WHAT IS REQUIRED: Please list every line of the data below that contains the word "pixel", counting only matches with the same case.

RECORDS SHOWN:

★ ★ ★ ★ ★ ★ ★

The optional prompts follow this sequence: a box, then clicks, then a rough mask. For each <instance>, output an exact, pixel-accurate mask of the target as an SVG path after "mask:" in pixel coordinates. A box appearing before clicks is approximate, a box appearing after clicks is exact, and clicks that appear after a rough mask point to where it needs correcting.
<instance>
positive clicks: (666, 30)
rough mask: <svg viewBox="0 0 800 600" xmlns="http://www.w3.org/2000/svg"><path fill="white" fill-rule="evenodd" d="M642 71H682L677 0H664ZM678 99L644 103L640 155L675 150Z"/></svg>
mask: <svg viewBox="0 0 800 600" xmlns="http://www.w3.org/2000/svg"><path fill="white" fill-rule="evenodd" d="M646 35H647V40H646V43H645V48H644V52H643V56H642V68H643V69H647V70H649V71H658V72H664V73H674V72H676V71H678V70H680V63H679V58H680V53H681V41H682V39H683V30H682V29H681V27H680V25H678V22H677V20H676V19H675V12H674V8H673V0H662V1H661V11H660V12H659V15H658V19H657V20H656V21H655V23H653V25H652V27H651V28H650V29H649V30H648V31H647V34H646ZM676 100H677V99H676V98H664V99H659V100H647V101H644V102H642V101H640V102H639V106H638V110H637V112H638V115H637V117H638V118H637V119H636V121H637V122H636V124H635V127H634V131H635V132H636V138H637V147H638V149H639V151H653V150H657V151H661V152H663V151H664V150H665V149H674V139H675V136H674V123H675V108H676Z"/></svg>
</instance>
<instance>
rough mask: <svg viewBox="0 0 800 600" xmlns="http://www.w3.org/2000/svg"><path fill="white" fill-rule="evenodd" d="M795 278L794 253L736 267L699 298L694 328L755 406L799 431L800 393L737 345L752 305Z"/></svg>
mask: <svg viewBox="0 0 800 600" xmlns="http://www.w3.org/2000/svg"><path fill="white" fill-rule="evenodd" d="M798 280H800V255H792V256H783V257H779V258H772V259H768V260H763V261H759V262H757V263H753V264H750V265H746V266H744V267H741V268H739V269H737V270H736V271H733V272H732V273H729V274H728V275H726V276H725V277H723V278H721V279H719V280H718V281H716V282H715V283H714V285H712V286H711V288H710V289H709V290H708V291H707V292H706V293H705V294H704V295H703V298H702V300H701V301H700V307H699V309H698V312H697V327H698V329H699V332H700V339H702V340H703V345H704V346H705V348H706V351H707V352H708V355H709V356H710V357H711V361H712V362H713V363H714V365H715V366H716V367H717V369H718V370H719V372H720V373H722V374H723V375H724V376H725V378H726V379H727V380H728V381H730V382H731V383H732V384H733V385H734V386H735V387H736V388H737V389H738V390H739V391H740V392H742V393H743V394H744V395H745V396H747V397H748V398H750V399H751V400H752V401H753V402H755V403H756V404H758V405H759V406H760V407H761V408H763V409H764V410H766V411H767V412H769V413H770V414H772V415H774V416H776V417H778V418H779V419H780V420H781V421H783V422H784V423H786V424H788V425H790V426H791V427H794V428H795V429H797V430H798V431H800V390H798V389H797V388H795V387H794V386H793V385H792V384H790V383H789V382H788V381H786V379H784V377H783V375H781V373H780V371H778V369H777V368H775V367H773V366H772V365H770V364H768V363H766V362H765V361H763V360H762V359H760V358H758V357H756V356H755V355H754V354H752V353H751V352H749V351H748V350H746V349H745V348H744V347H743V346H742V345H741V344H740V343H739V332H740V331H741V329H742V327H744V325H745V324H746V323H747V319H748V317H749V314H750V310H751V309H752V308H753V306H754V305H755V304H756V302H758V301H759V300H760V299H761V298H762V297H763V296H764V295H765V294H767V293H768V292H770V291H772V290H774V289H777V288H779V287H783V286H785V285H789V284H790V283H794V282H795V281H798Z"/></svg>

★ ★ ★ ★ ★ ★ ★

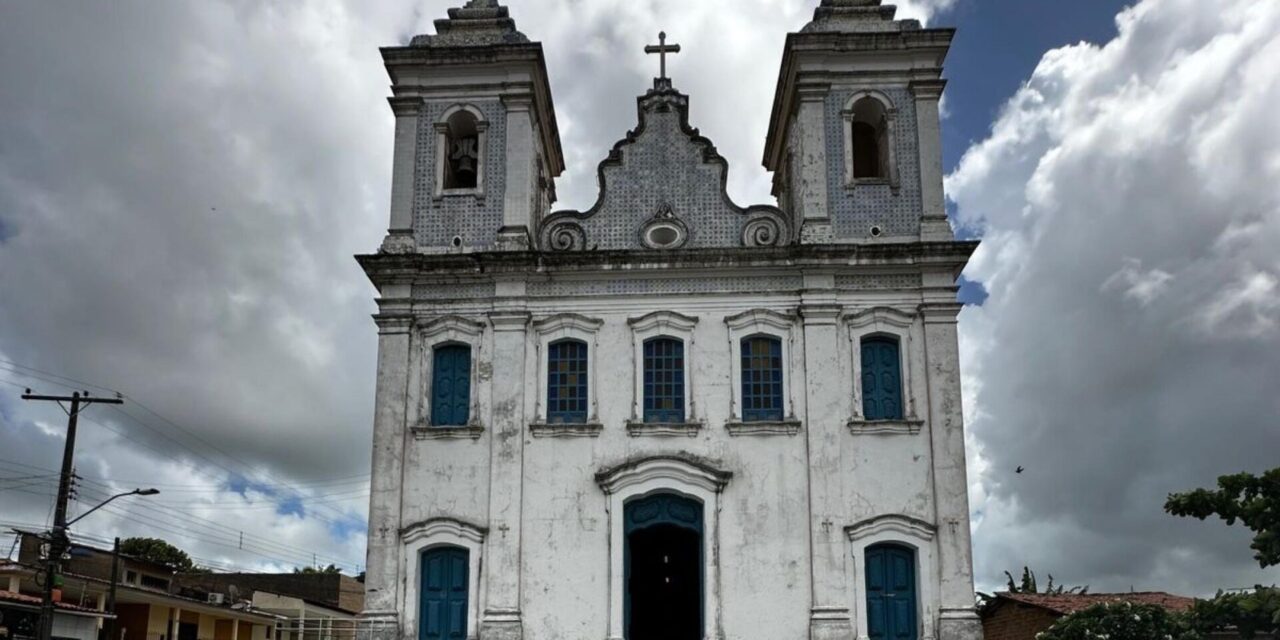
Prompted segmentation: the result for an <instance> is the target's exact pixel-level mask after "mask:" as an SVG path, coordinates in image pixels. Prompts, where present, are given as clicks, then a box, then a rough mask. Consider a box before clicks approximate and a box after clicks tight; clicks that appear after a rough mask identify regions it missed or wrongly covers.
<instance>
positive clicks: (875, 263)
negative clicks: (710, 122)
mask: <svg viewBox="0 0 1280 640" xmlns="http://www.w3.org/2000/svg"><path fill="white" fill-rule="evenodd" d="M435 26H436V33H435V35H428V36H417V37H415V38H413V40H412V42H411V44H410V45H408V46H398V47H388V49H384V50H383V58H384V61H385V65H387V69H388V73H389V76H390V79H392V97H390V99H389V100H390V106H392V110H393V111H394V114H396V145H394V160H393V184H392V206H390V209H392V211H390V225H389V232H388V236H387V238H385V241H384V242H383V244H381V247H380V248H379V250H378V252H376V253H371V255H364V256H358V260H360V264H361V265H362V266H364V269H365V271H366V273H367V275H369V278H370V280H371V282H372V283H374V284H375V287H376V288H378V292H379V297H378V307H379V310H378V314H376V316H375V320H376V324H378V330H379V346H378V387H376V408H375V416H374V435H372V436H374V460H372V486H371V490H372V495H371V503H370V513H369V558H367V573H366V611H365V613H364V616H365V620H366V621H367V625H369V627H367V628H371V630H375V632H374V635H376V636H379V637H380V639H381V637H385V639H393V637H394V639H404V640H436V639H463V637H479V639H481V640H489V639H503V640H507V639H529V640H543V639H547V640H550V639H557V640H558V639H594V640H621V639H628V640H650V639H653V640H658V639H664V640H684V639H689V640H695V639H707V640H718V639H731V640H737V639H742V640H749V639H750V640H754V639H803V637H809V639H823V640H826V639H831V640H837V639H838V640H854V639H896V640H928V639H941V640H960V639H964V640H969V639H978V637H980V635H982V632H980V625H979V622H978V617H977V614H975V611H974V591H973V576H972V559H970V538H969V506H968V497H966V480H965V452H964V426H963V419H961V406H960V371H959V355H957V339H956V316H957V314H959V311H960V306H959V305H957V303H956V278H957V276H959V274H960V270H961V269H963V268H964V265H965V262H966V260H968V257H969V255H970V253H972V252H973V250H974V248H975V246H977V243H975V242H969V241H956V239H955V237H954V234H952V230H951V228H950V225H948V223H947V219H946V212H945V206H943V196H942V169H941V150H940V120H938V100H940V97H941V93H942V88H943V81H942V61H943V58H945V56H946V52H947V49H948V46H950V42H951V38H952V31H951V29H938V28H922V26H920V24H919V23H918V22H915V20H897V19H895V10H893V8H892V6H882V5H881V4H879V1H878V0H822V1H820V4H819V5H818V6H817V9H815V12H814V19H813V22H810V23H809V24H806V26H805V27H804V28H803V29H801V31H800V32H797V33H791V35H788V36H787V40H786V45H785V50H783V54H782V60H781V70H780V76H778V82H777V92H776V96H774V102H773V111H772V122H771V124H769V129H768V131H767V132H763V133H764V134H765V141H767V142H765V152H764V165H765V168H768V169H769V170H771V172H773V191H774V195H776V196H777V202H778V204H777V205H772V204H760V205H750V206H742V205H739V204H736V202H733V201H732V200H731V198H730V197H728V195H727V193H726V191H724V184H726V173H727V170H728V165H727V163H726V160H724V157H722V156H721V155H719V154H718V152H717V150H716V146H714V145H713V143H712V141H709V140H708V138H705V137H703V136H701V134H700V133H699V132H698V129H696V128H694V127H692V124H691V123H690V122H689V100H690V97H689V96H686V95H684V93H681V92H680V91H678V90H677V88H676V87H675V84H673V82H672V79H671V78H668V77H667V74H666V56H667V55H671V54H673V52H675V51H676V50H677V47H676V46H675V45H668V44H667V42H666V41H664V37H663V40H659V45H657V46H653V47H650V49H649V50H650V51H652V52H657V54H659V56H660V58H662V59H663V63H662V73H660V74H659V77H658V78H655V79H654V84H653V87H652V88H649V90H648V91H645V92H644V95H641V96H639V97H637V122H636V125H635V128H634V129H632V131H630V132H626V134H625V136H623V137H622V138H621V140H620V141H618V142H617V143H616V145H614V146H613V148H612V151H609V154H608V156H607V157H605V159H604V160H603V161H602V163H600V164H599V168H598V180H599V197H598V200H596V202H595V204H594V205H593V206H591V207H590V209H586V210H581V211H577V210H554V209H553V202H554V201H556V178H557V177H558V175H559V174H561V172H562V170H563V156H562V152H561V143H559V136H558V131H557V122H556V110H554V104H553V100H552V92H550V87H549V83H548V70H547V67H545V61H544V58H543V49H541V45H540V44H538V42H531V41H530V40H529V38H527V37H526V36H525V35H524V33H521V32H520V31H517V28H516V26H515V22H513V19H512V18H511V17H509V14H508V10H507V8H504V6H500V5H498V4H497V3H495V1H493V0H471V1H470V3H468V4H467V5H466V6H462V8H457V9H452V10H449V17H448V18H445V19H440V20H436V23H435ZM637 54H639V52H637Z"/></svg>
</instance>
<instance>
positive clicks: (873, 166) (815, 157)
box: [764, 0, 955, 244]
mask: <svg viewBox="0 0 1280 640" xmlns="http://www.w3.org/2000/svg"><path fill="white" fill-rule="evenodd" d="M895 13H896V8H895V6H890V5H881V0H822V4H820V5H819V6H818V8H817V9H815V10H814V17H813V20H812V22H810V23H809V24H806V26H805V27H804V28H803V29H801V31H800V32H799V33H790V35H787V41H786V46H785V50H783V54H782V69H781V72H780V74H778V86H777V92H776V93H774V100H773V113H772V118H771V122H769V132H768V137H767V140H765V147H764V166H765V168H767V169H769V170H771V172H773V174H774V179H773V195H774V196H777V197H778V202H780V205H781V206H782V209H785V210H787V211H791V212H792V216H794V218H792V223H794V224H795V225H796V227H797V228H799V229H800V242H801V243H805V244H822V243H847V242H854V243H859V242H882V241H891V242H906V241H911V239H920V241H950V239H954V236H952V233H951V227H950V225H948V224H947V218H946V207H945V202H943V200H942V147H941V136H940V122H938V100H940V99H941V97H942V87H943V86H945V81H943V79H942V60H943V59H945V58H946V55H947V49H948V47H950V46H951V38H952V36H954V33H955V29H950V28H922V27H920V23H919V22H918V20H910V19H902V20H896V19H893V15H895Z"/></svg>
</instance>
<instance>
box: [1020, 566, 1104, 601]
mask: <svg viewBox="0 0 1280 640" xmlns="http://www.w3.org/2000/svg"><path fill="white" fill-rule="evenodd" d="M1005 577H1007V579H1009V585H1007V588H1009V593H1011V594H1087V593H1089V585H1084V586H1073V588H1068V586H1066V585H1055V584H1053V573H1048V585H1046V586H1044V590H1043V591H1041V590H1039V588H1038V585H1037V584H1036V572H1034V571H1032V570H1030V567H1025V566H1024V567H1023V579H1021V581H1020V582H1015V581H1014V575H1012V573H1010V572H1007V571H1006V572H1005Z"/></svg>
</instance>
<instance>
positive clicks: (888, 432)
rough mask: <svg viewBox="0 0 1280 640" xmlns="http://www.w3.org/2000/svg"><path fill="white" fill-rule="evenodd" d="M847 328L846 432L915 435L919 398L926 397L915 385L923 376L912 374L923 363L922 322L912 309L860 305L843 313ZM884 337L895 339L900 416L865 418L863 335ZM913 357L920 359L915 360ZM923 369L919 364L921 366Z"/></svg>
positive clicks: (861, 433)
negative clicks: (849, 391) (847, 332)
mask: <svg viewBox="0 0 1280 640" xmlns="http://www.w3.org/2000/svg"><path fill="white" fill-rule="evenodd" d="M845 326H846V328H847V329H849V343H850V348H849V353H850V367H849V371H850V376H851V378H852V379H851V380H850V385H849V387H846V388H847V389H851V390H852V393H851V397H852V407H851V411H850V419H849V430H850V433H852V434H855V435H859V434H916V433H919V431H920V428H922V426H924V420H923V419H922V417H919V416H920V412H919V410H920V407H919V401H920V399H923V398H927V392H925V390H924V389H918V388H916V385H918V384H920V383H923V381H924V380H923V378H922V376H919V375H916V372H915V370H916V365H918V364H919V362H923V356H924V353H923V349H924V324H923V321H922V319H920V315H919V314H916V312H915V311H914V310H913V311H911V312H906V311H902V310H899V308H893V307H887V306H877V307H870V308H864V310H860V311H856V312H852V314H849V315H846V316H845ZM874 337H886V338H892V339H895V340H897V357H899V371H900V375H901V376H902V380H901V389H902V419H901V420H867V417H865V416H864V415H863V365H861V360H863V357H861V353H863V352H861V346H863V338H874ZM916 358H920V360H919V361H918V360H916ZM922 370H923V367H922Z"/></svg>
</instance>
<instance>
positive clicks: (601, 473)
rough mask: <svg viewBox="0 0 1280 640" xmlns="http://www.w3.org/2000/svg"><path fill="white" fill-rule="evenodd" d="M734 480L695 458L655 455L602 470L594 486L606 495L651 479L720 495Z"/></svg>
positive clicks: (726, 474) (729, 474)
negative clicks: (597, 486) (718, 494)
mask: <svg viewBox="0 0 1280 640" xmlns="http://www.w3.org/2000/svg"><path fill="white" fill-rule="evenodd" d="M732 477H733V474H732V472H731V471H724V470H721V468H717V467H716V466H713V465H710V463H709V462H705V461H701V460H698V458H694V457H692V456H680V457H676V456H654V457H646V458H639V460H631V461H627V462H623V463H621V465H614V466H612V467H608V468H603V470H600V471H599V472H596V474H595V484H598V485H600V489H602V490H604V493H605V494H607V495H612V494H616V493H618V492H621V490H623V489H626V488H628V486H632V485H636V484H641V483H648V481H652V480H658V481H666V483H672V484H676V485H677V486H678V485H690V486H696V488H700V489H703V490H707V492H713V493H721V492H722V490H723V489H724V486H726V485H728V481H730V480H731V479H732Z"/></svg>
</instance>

★ ★ ★ ★ ★ ★ ★

RESPONSE TO THIS TASK:
The optional prompts follow this sequence: a box, then clicks, then a rough mask. For each <instance>, output an exact, pixel-accurate mask of the target as an SVG path after "mask:" in pixel coordinates. A box appearing before clicks is approximate, a box appearing after clicks is exact, and clicks that appear after a rough mask point to where it needs correcting.
Prompted segmentation: the result for an <instance> is the target's exact pixel-level mask after "mask:" as an SVG path, coordinates in image pixels. Prompts, where present, are given as clicks, then a box, then a rough mask. Consider a box before clicks approximate and a box after clicks tight; clicks that appear after a rough mask identify regions it missed or wrongly covers.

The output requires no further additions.